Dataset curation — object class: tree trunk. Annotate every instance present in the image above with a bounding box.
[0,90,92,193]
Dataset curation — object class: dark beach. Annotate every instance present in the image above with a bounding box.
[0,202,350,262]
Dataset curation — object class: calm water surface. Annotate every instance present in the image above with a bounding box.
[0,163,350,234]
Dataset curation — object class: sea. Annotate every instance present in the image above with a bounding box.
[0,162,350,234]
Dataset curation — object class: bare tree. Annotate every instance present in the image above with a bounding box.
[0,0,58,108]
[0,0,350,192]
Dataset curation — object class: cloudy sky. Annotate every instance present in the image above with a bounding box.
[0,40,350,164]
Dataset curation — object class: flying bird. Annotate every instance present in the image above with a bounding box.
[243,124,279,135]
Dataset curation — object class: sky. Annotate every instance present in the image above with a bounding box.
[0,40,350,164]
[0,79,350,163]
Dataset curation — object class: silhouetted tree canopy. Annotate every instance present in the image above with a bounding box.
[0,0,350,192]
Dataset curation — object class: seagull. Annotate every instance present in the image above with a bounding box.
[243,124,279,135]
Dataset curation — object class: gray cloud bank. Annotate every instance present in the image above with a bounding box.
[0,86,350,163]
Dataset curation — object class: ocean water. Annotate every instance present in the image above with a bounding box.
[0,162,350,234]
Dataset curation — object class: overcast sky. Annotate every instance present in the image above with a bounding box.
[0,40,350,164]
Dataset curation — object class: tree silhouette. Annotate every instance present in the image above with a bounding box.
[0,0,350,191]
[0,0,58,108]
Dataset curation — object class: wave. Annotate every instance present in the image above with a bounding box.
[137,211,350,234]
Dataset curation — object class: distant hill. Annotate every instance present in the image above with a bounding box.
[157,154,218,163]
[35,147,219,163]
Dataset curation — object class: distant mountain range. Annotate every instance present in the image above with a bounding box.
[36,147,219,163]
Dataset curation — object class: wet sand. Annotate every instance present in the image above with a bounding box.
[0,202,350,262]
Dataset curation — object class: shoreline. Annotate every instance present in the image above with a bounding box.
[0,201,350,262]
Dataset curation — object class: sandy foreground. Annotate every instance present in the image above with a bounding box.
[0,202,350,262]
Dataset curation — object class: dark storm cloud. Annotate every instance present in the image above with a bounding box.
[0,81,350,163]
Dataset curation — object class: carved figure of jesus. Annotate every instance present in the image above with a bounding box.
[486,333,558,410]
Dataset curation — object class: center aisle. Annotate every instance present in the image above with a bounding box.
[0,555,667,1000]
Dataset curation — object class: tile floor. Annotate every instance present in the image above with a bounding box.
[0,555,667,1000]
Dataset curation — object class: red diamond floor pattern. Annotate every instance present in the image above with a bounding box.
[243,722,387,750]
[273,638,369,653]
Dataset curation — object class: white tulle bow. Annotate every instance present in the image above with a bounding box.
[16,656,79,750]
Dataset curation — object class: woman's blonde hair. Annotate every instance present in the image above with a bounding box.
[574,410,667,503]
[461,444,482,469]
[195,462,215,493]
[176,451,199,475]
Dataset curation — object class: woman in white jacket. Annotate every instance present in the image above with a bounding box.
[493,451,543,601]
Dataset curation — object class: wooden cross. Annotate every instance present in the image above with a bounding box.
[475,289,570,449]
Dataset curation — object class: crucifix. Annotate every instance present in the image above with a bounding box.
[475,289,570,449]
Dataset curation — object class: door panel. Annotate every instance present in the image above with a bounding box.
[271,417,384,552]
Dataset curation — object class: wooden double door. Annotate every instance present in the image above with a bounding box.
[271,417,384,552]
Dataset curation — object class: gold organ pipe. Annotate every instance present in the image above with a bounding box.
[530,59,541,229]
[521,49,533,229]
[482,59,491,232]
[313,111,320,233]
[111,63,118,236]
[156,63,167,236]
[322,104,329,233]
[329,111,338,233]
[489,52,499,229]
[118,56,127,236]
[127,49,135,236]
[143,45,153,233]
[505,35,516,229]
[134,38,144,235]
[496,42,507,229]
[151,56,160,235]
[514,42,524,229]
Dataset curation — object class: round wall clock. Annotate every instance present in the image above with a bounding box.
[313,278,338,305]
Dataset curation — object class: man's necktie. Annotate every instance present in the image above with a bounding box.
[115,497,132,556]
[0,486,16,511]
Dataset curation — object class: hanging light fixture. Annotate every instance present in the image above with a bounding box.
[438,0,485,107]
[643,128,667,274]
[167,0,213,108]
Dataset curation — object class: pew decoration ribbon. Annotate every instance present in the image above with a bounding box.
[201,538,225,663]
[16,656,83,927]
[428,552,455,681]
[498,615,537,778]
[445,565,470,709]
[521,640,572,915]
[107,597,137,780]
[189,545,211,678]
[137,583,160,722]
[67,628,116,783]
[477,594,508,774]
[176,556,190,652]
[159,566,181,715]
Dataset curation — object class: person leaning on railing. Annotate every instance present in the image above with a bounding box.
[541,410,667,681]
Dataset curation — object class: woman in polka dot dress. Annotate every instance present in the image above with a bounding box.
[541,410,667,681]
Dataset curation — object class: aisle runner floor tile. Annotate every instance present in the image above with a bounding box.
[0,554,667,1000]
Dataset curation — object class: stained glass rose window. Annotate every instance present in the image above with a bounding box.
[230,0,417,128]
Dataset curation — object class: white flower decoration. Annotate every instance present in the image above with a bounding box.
|---|
- [Exercise brief] Resize the rows in the part that opens with the line containing "Dataset curation — object class: cloudy" and closes with the line containing "[0,79,350,163]" by writing out every line of that part again, requests included. Multiply each bounding box coordinate by 2.6 and round to whole numbers with halves going up, leaving the requests unchanged.

- [Response to the task]
Dataset curation — object class: cloudy sky. Annotate every instance present in the image above with a bounding box.
[0,104,910,426]
Dataset curation — object class: flying bird. Annotate every instance present in the image above with a bounding box.
[632,322,725,351]
Dataset curation — object class: sky. Annotate every instance present in the image above with a bounding box.
[0,104,910,426]
[0,205,910,424]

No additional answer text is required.